## Text passage

■ ■ ■ ■

Angry students protest colleague’s electrocution in Cross River

By Kingston Obung

Calabar

Not less than 60 angry students of the Cross River State University of Technology (CRUTECH) have protested the dead of their colleague, 18-year-old Daniel Asuquo, who was electrocuted Monday night when high tension electricity cables fell on the roof of a residential building at Adak Uko Street in Calabar.
The incident, which also killed a woman whose name could not be established as at press time, completely burnt down a bungalow of 20 rooms, including a patent medicine store and other valuables.
The students took their protest to the Calabar office of Port Harcourt Electricity Distribution Company as well as the governor’s office.
Policemen and security details attached to the governor’s office had blocked the entrance to the sprawling edifice.
At the PHED office, the gates were also locked against them in what a PHED official who pleaded anonymity said was the fear that the students could vent their anger against properties of the firm.
Leader of the protesting students, Prince Harmony, said they called at the governor’s and PHED’s offices to demand an end to incessant death of citizens and students as a result of high tension wire fire incidents in the state capital.

■ ■ ■ ■

[Text-to-region grounding data]
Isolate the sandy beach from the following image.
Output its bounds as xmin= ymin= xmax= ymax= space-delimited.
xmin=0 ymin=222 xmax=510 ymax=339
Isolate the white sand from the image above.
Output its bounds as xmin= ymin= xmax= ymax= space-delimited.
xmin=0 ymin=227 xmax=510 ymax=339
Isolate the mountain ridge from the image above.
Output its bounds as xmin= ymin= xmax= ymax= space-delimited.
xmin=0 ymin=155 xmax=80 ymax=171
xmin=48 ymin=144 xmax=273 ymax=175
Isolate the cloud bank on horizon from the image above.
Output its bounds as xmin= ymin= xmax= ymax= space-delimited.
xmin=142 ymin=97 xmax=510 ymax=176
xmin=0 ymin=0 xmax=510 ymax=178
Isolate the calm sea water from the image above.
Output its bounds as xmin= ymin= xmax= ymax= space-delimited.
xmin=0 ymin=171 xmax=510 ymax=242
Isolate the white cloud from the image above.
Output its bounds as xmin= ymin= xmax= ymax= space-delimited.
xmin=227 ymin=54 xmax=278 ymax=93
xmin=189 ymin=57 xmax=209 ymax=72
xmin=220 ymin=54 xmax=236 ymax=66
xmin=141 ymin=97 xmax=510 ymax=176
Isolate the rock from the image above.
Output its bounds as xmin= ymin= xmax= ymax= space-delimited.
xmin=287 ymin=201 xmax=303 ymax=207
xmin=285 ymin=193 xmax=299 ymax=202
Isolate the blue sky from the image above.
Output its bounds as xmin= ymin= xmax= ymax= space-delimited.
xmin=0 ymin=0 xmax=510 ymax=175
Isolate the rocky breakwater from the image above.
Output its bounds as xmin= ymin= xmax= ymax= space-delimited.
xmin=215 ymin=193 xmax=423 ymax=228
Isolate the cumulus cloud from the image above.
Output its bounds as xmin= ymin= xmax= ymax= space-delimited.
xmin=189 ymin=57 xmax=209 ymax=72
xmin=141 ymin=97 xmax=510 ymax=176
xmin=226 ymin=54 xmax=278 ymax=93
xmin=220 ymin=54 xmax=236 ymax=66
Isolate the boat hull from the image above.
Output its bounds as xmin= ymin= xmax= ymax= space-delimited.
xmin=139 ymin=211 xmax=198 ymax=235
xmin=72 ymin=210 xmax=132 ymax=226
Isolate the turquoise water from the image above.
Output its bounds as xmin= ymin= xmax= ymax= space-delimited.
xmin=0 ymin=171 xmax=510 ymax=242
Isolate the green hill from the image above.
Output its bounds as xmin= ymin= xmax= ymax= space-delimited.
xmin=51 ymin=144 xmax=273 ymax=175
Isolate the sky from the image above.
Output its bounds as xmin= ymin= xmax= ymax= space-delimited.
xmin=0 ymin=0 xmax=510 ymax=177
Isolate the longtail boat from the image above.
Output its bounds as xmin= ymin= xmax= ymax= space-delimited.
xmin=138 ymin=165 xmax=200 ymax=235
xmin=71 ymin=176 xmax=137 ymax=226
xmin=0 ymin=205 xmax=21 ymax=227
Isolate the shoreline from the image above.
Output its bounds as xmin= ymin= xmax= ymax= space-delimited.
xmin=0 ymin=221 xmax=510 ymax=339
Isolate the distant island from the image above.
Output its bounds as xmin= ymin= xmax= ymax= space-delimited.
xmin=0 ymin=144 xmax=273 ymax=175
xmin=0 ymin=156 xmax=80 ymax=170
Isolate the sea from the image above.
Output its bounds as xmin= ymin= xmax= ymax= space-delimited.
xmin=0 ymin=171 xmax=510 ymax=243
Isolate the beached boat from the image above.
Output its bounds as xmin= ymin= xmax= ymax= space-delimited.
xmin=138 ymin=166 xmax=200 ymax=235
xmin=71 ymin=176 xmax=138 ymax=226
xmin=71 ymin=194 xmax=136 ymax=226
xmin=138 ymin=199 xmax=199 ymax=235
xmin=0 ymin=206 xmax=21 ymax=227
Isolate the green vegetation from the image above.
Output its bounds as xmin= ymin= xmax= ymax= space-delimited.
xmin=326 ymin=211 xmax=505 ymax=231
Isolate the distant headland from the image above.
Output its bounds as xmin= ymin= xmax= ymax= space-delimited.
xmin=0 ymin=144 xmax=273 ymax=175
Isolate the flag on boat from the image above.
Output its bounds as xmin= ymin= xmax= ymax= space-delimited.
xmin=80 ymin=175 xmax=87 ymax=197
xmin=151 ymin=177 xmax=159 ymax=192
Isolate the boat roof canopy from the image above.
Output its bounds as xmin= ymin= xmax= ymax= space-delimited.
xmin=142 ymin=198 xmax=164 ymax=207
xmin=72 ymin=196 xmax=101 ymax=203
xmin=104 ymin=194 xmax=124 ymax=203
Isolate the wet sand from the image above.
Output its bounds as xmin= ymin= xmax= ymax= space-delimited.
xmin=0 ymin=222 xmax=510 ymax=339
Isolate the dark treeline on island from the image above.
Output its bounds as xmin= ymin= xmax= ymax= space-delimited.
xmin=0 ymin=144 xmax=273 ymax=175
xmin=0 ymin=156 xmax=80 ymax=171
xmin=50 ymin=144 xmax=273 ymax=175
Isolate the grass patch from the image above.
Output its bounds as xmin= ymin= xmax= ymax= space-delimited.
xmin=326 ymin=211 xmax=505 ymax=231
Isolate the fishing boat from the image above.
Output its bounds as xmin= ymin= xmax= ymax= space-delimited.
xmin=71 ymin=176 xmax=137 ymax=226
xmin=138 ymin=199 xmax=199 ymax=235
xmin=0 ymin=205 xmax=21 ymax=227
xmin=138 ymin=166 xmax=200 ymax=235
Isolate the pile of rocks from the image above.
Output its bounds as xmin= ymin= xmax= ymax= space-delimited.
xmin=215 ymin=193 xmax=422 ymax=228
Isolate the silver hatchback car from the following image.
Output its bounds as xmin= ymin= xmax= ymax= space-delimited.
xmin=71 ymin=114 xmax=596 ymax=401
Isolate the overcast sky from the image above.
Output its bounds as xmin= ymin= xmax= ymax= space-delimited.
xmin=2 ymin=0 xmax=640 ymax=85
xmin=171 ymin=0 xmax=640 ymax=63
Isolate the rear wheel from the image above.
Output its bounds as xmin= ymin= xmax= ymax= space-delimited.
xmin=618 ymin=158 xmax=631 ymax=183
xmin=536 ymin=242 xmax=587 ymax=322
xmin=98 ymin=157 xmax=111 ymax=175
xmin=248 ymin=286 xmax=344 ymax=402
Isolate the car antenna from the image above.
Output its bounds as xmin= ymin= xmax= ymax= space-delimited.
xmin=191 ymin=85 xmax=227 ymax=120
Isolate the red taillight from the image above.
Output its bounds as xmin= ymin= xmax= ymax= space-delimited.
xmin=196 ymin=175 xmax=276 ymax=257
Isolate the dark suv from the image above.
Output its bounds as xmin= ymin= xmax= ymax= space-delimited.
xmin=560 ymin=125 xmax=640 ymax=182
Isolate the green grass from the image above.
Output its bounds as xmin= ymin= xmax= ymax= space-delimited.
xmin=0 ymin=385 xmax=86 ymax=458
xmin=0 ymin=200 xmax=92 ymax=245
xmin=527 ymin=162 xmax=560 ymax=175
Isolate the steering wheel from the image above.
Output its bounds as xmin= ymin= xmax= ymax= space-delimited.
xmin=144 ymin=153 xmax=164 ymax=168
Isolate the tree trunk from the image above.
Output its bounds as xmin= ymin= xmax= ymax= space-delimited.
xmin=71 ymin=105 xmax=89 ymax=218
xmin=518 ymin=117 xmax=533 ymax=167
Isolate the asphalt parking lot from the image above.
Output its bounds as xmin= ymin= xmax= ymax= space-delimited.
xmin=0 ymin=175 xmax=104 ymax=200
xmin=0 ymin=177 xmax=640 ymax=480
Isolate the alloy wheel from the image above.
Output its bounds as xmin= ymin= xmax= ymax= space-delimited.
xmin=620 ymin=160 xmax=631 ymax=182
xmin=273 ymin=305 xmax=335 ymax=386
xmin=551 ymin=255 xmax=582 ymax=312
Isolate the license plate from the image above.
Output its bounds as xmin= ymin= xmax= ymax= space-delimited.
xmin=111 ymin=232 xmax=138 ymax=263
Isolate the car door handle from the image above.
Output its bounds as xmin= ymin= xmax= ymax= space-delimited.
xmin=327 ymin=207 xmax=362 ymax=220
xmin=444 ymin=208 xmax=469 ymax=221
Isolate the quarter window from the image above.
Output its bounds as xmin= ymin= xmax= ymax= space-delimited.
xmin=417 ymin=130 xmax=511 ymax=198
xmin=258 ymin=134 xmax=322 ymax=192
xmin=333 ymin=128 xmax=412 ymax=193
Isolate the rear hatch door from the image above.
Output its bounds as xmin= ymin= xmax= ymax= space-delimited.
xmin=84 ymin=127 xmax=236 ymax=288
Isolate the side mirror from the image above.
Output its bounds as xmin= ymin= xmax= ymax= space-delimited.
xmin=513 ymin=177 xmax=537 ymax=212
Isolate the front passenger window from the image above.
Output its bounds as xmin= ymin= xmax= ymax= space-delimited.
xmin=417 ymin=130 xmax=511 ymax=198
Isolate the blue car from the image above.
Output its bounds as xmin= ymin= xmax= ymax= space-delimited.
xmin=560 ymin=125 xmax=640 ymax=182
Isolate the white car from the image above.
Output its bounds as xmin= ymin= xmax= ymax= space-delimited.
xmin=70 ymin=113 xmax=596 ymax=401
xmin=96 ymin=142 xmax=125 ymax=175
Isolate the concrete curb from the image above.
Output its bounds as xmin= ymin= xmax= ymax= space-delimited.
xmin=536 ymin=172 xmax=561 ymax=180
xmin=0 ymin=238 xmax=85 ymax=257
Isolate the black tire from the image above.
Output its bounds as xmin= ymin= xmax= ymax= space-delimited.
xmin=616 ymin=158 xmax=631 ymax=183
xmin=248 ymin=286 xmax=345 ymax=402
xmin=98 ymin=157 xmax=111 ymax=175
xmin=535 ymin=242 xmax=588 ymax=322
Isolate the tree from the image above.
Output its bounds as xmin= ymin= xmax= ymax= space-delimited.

■ ■ ■ ■

## Task set
**A)** Copy the news report about the student protest, starting at the words "Policemen and security" and ending after "of the firm.".
**B)** Does the news report about the student protest agree with each statement below? Answer yes or no and quote the deciding words. (i) Daniel Asuquo was 18 years old. (ii) The gates at the PHED office were left open for the students. (iii) The fire destroyed a bungalow of 20 rooms.

## Answers to this exercise
**A)**
Policemen and security details attached to the governor’s office had blocked the entrance to the sprawling edifice.
At the PHED office, the gates were also locked against them in what a PHED official who pleaded anonymity said was the fear that the students could vent their anger against properties of the firm.

**B)**
(i) Yes: "18-year-old Daniel Asuquo"
(ii) No: "the gates were also locked against them"
(iii) Yes: "completely burnt down a bungalow of 20 rooms"